#### TASK DIRECTIONS:
Check each line of the data for "purple" and select those that have it.

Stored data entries
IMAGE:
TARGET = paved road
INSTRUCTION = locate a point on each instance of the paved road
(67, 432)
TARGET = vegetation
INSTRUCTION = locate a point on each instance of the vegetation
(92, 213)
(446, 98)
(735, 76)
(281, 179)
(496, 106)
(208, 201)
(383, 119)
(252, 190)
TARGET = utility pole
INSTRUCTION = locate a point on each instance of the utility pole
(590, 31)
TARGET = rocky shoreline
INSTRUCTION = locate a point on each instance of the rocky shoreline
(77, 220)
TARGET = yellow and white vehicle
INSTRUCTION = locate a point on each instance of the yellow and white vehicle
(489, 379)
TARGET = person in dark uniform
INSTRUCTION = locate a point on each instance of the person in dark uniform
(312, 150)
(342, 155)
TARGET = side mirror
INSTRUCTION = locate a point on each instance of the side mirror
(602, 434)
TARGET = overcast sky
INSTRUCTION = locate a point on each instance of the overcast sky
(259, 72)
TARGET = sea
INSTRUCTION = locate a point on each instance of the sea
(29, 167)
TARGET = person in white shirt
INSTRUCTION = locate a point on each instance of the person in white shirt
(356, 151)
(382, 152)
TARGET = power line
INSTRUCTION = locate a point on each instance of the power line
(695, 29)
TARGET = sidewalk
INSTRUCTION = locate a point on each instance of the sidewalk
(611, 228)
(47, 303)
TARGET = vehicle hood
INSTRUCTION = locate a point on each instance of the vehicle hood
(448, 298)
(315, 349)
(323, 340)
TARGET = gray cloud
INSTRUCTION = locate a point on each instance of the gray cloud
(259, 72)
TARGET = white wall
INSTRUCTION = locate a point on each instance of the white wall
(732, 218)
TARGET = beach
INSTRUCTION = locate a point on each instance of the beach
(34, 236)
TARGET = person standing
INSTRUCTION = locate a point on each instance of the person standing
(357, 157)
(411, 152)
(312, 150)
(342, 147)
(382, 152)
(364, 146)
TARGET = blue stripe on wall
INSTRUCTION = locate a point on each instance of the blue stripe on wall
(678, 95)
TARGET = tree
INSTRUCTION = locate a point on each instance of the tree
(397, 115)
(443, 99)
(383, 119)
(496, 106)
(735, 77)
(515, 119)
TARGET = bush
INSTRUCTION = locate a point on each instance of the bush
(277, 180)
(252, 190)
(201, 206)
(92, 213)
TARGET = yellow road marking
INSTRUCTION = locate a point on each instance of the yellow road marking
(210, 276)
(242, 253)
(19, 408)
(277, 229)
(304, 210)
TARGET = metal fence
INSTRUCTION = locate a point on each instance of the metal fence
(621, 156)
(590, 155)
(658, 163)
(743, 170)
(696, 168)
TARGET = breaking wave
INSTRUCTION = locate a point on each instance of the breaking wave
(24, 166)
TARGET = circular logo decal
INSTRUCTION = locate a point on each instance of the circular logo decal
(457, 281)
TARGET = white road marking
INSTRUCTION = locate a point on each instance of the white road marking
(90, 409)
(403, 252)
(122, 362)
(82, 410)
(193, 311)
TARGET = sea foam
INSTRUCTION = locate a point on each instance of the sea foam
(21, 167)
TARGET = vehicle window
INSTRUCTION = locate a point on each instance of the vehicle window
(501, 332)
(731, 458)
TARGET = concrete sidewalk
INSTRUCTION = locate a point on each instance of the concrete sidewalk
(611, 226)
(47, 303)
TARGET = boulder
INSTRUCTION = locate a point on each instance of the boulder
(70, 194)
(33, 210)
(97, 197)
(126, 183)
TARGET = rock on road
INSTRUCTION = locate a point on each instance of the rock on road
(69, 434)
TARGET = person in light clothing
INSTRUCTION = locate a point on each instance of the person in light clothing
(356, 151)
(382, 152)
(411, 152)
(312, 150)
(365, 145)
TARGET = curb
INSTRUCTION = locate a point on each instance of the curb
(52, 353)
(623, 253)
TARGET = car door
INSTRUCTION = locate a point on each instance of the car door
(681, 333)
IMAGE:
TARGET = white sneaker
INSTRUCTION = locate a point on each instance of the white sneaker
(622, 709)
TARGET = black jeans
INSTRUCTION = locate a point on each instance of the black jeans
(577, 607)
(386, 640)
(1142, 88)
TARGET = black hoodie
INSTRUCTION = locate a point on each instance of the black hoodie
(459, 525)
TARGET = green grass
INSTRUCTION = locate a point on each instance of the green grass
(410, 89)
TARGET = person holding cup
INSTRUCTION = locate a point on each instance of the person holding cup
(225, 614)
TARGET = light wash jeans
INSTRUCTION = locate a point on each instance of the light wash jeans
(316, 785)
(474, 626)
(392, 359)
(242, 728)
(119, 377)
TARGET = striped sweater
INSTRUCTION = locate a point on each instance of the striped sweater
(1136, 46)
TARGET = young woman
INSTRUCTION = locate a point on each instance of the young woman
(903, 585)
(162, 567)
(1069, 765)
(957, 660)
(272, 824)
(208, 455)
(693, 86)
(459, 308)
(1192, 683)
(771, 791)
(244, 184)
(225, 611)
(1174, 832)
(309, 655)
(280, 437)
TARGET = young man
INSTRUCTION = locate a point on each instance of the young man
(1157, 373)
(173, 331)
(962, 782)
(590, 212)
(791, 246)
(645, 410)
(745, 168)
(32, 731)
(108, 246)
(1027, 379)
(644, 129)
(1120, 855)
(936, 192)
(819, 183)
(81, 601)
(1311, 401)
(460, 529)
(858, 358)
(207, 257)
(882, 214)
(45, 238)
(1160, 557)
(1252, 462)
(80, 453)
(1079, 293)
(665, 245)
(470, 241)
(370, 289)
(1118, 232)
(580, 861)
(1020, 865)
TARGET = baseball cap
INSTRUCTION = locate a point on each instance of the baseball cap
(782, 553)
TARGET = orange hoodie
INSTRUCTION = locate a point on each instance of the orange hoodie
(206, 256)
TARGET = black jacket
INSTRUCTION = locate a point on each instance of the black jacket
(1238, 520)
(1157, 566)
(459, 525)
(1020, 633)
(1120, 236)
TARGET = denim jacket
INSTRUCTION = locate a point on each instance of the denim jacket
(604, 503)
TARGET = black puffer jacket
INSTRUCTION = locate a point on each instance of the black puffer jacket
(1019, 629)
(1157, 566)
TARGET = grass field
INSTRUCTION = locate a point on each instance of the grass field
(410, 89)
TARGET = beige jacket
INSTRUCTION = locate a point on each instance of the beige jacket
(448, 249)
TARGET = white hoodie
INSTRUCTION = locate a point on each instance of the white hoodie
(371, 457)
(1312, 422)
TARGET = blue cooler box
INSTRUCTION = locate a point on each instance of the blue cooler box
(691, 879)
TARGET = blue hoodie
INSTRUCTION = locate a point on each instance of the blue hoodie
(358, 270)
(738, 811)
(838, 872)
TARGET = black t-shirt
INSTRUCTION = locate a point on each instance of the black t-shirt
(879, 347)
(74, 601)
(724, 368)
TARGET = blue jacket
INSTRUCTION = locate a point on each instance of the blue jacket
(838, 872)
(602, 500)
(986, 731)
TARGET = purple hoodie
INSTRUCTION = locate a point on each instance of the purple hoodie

#### WRITTEN REPLY:
TARGET = purple hoodie
INSTRUCTION = locate a point on each instance of the purple hoodie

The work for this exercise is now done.